# PAGE TEXT
++++++++
Air Canada’s fate is tied to the recovery of international travel, a key part of its growth strategy in recent years as it added overseas routes, banking on flying foreign customers through Canada on their way to other destinations. Yet the uptick in global passenger demand in June was driven almost entirely by domestic flights, according to data from the International Air Transport Association.
Strict isolation rules like Canada’s remain a concern for airlines worldwide. Only 17% of people surveyed in 11 countries by IATA last month saw quarantines as a measure they’d be willing to take to travel during or after the pandemic, against 39% who were ready to take a test at their departing airport.
In a letter to government officials this month, Air Canada suggested Ottawa follow the U.K. and the European Union in exempting some countries from quarantine. For higher-risk countries, Canada could mirror places like Iceland, where testing on arrival is an alternative to quarantine, it said.
Yet such decisions are politically sensitive and could potentially cause Canada to embarrass the U.S., by far its largest trading partner. The border between the two countries has been closed to non-essential travel since March 21, and will stay that way until at least Aug. 21. The U.S. has recorded about 13,400 Covid-19 cases per million people, more than four times Canada’s infection rate. Polls show Canadians support the border restrictions with the U.S., making it harder for the government to open up to travelers from other places.
“I understand how difficult it is to see these travel restrictions in place but Canadians understand that keeping our cities, our municipalities, our elders, our front-line workers safe by preventing international travel is a continued thing we need to do,” Trudeau told reporters when asked about the letter.
While airlines are now focused on getting Canada to crank the door open, they may pivot back to their initial request of seeking financial support, according to an industry group.
“If we’re not going to move forward and we’re to keep the industry ostensibly operating at stage zero, then we do believe it will be reasonable to have conversations with the government about moving away from this non-sectoral approach they’ve taken,” said Mike McNaney, CEO of the National Airlines Council of Canada, which represents the largest carriers, including Air Canada and WestJet Airlines Ltd.
As of July 24, government financing for the airline industry totaled almost $122 billion globally, from Australia to Germany to the U.S. according to Ishka, a consultancy. Support has ranged from grants and loans to equity stakes in exchange for cash.
Ottawa has created a wage subsidy and a loan program that large companies can use. But the latter comes at a high cost -- an interest rate on unsecured debt that rises from 5% to 8% after the first year, plus warrants.
“We know that airlines are facing significant challenges, and we will continue to engage with them and closely monitor the situation in the hard-hit aviation sector,” Transport Minister Marc Garneau said in a written statement.
Air Canada entered the crisis with a balance sheet “probably in the best shape it’s ever been,” said Chris Murray, an analyst at ATB Capital Markets. The company, which has raised C$5.5 billion in new equity and debt since the pandemic began, probably doesn’t need government funding at this time, he said. The bigger question is “at what point you get a recovery.”
That depends on when and where the airline can fly. McGill’s Gradek doesn’t think Air Canada will be able to sway the government, which has “significant leg to stand on when it comes to public health.”
“I think Rovinescu is fighting a battle that he’s not going to win,” he said. “You don’t mess around biting the hand that feeds you.”
++++++++
Reproduce the Air Canada article's wording from "Air Canada’s fate" up to and including "Air Transport Association.".

# INFORMATION PROVIDED
++++++++
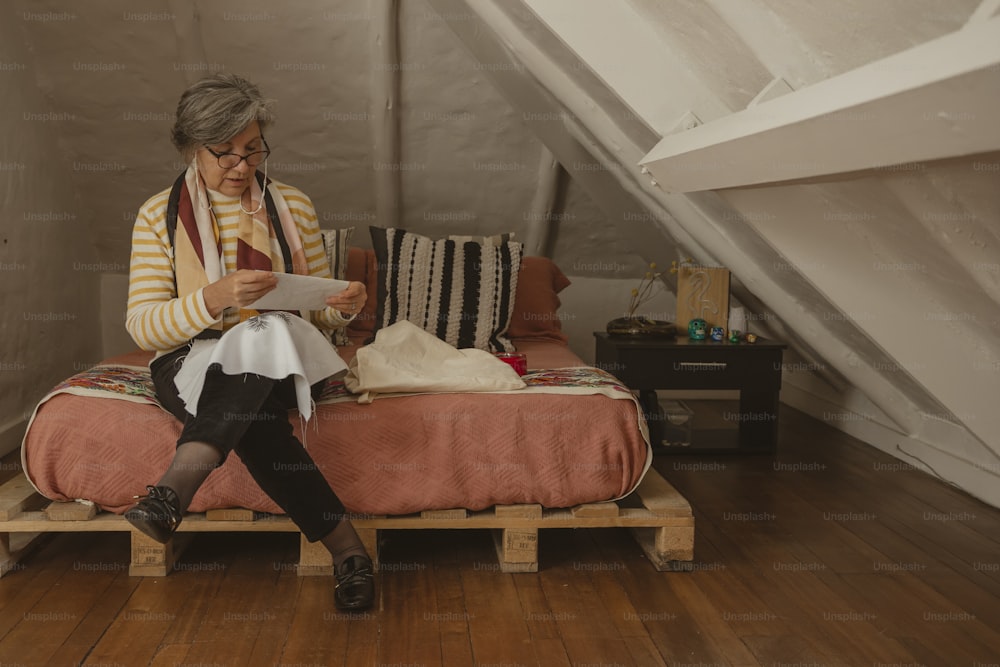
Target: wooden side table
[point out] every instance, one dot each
++++++++
# WRITTEN RESPONSE
Air Canada’s fate is tied to the recovery of international travel, a key part of its growth strategy in recent years as it added overseas routes, banking on flying foreign customers through Canada on their way to other destinations. Yet the uptick in global passenger demand in June was driven almost entirely by domestic flights, according to data from the International Air Transport Association.